## [OBJECTIVE]
Reproduce the items word for word, starting at their first line and ending at the line that contains "left=296, top=128, right=504, bottom=239", with that line included.
* Start *
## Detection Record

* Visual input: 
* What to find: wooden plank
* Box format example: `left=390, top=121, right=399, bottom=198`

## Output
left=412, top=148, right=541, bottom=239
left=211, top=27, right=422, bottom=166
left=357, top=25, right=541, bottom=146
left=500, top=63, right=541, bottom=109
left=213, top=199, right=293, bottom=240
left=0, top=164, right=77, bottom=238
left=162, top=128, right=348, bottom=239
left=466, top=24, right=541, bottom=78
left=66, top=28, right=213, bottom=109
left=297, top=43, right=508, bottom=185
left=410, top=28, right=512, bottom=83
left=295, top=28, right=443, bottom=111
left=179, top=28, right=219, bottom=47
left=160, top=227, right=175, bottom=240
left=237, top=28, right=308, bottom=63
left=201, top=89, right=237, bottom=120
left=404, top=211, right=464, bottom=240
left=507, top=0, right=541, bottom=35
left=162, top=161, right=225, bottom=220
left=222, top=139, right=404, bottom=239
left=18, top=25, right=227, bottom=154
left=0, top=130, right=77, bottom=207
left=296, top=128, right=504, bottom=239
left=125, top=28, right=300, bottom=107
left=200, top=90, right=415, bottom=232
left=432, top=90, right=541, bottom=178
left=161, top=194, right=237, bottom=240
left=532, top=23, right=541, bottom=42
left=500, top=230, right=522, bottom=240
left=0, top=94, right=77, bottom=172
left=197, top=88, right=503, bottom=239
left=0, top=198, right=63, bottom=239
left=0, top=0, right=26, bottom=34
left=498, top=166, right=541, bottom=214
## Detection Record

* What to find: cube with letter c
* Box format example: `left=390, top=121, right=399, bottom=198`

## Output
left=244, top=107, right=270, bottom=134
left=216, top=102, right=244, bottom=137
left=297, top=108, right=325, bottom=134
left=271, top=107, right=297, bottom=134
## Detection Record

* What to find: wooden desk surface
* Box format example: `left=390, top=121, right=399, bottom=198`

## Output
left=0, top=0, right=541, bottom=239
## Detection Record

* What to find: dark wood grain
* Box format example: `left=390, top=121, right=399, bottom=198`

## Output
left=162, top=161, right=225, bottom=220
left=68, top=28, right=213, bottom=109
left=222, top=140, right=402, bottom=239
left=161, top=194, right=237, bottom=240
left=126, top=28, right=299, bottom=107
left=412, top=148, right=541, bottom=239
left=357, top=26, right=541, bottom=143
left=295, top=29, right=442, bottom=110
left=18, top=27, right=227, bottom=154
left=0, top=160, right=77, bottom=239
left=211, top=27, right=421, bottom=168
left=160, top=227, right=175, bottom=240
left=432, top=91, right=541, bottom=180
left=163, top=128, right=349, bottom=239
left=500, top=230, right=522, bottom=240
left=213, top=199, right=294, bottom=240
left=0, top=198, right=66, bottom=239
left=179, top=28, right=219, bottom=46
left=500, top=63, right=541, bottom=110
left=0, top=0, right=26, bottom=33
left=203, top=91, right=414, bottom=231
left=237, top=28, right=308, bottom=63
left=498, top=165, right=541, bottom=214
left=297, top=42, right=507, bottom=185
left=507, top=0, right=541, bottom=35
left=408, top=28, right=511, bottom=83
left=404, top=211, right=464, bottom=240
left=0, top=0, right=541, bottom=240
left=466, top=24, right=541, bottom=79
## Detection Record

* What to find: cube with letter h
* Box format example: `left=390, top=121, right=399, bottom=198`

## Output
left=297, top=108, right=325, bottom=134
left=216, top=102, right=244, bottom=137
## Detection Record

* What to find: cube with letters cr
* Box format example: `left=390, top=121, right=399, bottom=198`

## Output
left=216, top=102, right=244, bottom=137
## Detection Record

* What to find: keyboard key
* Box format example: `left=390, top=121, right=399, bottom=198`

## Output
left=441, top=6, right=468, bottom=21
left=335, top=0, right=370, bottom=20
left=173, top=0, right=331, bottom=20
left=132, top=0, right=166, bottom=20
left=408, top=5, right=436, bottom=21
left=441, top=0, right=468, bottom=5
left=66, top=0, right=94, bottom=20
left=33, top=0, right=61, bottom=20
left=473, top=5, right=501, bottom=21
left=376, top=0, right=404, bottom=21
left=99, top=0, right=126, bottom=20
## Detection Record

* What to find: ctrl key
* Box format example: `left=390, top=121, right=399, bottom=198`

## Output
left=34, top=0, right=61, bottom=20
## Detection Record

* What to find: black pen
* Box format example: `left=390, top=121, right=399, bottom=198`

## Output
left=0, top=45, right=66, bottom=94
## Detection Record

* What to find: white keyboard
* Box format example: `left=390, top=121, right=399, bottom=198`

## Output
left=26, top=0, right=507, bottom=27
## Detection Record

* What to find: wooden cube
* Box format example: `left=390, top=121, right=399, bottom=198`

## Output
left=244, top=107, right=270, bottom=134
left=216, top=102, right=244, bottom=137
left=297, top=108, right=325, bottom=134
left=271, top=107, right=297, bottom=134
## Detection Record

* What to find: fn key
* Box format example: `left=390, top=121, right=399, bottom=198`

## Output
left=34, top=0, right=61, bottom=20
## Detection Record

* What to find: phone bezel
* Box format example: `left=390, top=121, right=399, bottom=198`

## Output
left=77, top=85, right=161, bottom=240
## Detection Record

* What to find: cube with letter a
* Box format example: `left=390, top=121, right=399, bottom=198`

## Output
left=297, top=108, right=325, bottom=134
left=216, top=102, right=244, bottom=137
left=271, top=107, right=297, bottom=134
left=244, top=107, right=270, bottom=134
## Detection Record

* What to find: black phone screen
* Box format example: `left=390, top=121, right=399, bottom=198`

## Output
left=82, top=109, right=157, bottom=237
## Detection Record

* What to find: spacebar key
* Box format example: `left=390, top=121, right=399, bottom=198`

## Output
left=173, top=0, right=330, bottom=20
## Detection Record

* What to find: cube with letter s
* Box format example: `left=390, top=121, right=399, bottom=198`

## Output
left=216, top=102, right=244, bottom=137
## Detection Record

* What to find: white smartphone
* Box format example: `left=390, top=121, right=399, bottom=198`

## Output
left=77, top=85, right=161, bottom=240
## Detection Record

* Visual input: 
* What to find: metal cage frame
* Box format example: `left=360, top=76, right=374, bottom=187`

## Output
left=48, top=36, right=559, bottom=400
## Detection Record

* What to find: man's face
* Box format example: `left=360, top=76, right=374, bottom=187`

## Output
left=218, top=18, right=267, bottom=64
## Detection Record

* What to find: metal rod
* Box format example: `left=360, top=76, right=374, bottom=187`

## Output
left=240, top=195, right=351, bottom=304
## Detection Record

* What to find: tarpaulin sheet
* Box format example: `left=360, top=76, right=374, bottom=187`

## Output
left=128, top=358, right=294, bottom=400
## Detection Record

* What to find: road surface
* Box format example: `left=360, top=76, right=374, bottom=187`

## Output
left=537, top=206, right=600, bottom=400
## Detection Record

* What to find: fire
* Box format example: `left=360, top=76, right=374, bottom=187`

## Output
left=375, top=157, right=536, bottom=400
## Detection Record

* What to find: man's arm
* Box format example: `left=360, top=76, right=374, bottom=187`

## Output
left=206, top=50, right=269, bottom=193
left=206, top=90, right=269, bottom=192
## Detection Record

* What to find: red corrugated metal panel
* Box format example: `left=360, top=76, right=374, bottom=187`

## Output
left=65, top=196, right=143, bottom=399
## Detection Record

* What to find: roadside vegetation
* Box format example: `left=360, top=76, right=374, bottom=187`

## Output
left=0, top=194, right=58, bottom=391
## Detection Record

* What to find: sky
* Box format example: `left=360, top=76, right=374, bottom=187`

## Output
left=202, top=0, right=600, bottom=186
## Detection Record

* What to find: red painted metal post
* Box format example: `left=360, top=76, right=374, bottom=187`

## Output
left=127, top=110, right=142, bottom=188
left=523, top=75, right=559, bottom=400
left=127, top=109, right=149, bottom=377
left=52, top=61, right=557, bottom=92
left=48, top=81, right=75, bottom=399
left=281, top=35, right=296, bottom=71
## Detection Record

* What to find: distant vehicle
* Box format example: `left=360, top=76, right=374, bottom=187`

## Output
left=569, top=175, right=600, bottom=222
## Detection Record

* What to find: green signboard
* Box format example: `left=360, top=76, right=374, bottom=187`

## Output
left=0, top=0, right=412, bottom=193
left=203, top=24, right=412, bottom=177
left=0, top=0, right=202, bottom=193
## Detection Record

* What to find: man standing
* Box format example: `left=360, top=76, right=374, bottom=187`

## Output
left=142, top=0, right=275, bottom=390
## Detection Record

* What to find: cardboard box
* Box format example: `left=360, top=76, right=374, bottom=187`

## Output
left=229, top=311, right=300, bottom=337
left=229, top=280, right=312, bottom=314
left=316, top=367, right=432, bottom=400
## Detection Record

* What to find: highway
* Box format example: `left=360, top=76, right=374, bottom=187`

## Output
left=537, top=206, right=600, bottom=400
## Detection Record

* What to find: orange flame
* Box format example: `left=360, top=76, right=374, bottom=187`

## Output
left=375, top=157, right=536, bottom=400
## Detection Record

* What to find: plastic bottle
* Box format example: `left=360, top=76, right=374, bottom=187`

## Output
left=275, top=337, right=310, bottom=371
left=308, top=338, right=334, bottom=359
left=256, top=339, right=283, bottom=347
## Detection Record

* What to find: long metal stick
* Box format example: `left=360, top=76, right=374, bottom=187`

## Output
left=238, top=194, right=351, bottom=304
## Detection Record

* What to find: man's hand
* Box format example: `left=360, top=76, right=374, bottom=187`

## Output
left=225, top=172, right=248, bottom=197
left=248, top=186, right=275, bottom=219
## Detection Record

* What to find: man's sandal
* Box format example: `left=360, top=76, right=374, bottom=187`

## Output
* End *
## [RIGHT ANSWER]
## Detection Record

* Visual input: 
* What to find: wooden plank
* Box format example: `left=390, top=121, right=399, bottom=198`

## Output
left=412, top=148, right=541, bottom=239
left=211, top=27, right=422, bottom=166
left=357, top=25, right=541, bottom=146
left=500, top=63, right=541, bottom=109
left=213, top=199, right=293, bottom=240
left=0, top=164, right=77, bottom=238
left=162, top=128, right=348, bottom=239
left=466, top=24, right=541, bottom=78
left=66, top=28, right=213, bottom=109
left=297, top=43, right=508, bottom=185
left=410, top=28, right=512, bottom=83
left=295, top=28, right=443, bottom=111
left=179, top=28, right=219, bottom=47
left=160, top=227, right=175, bottom=240
left=237, top=28, right=308, bottom=63
left=201, top=89, right=237, bottom=120
left=404, top=211, right=464, bottom=240
left=507, top=0, right=541, bottom=35
left=162, top=161, right=225, bottom=220
left=222, top=139, right=404, bottom=239
left=18, top=25, right=227, bottom=154
left=0, top=130, right=77, bottom=207
left=296, top=128, right=504, bottom=239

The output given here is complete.